## Stored records

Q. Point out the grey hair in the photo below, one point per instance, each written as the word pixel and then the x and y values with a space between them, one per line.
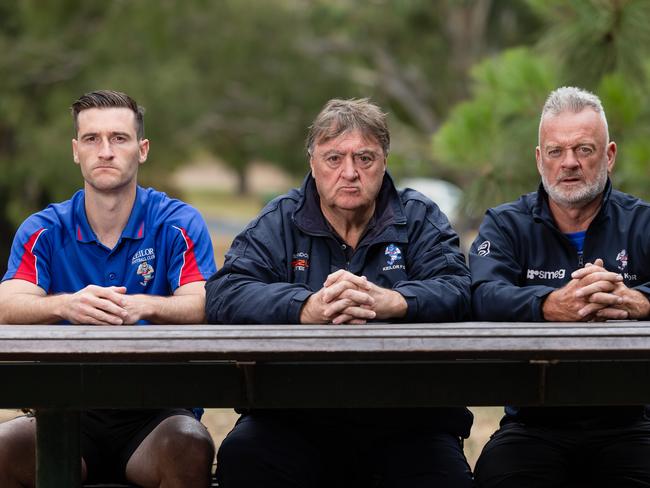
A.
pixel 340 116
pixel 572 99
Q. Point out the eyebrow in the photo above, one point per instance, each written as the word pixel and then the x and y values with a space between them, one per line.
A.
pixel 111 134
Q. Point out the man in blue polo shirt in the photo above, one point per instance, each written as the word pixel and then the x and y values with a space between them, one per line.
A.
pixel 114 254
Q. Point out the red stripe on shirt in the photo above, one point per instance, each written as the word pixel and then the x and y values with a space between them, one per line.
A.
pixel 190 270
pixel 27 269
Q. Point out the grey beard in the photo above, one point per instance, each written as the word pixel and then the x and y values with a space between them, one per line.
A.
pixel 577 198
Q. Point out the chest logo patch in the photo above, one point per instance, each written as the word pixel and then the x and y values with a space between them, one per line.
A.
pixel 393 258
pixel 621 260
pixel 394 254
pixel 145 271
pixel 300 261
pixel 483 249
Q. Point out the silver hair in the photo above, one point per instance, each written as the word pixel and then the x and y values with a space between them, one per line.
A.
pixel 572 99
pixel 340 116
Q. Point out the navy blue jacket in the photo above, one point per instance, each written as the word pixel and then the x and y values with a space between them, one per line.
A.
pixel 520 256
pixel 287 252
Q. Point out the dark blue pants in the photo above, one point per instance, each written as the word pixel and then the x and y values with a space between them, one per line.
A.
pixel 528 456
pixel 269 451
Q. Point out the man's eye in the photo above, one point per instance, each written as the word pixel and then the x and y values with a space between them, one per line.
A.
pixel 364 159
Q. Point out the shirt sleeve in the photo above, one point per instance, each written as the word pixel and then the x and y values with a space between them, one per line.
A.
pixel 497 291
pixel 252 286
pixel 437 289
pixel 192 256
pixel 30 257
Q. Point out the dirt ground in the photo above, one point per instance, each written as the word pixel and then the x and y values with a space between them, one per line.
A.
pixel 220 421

...

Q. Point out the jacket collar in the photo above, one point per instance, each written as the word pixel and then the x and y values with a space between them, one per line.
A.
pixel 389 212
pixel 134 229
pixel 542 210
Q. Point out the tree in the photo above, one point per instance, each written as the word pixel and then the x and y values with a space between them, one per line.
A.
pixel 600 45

---

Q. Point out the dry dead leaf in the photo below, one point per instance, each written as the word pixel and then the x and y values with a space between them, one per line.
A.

## Short problem
Rewrite the records from the line with "Q. Point out the dirt" up to and including the line with "pixel 220 421", putting "bare soil" in place of "dirt ground". Return only those lines, with everything else left unchanged.

## Task output
Q. Point out the bare soil in the photo above, one point per instance, each written as the word pixel and then the x and y values with a space between them, one per line.
A.
pixel 220 421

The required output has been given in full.